Problem details
Transcribe, word for word, the portion of the article on foreign-funded NGOs and development that lies between "The report says" and "of indigenous people.", inclusive.

Selected passage
******************************

Foreign-aided NGOs are stalling development
As a first step to fast-tracking development high on Prime Minister Narendra Modi’s agenda, the Intelligence Bureau (IB) has submitted a classified document identifying several foreign-funded non-governmental organisations (NGOs) that are “negatively impacting economic development”.
“A significant number of Indian NGOs (funded by some donors based in the US, the UK, Germany, The Netherlands and Scandinavian countries) have been noticed to be using people centric issues to create an environment which lends itself to stalling development projects,” says the IB report marked to the Prime Minister’s Office (PMO).
“The negative impact on GDP growth is assessed to be 2-3 per cent per annum,” says the June 3 report, identifying seven sectors/ projects that got stalled because of NGO-created agitations against nuclear power plants, uranium mines, coal-fired power plants, farm biotechnology, mega industrial projects, hydroelectric plants and extractive industries.
While detailing what it calls “anti-development” activities by the NGOs during 2011-13, the 21-page report highlights their plans for 2014 and the areas that would come under pressure. These include a campaign against palm oil imports from Indonesia and disposal of e-waste of Indian IT firms, organising construction workers in urban areas, protests against identified projects such as Gujarat’s Special Investment Regions, Par Tapi Narmada River Interlinking Project and the Delhi-Mumbai Industrial Corridor.
The report says that while caste discrimination, human rights and big dams were earlier chosen by international organisations to discredit India at global forums, the recent shift in the choice of issues was to encourage “growth-retarding campaigns” focused on extractive industries, genetically-modified organisms and foods, climate change and anti-nuclear issues.
According to the report, the funding for such campaigns came from foreign donors under charitable garb for issues ranging from protection of human rights, violence against women, caste discrimination, religious freedom etc or to provide a “just deal” to the project-affected displaced persons or for protection of livelihood of indigenous people.

******************************

Dataset records
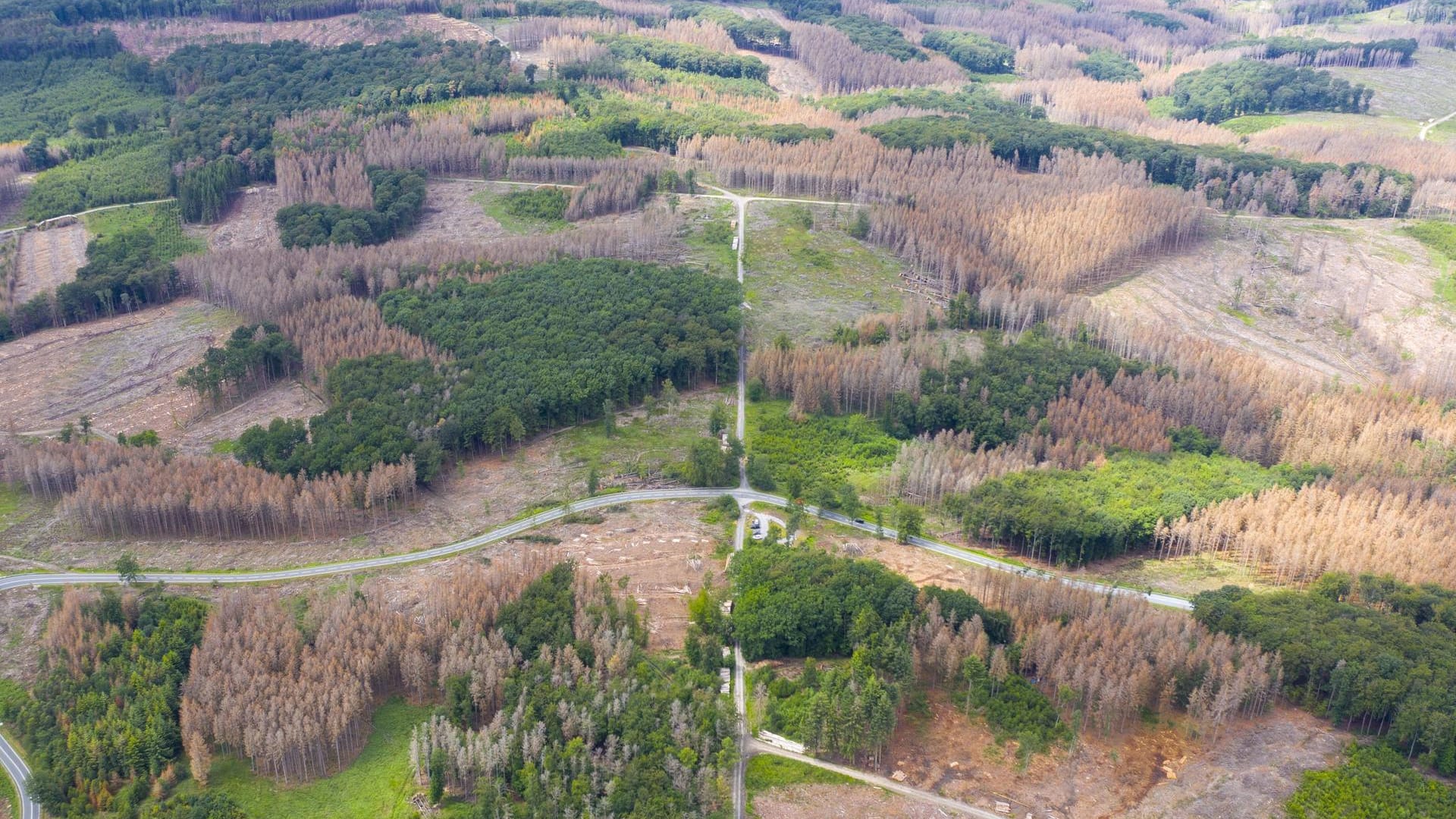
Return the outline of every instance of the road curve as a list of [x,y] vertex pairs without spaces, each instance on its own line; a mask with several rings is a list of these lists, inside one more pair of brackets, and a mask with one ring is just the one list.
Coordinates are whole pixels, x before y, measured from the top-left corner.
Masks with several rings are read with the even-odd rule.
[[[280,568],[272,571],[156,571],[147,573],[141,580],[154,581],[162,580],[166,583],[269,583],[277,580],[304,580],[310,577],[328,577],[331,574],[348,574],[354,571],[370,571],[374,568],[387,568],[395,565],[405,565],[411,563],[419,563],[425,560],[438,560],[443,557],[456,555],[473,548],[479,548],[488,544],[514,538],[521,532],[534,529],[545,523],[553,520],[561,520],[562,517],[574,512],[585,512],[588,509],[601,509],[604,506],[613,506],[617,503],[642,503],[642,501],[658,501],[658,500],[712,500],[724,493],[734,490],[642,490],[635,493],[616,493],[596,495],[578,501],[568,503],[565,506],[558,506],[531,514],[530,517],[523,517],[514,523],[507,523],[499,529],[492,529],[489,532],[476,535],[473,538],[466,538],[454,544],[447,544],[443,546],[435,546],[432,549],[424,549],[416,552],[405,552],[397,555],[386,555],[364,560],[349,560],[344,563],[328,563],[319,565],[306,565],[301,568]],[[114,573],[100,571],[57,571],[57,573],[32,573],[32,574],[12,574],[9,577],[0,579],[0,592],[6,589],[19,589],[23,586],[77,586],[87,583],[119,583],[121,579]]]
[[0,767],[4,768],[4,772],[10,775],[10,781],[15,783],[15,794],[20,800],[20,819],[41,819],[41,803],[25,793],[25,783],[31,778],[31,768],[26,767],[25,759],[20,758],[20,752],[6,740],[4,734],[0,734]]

******************************

Response to this exercise
The report says that while caste discrimination, human rights and big dams were earlier chosen by international organisations to discredit India at global forums, the recent shift in the choice of issues was to encourage “growth-retarding campaigns” focused on extractive industries, genetically-modified organisms and foods, climate change and anti-nuclear issues.
According to the report, the funding for such campaigns came from foreign donors under charitable garb for issues ranging from protection of human rights, violence against women, caste discrimination, religious freedom etc or to provide a “just deal” to the project-affected displaced persons or for protection of livelihood of indigenous people.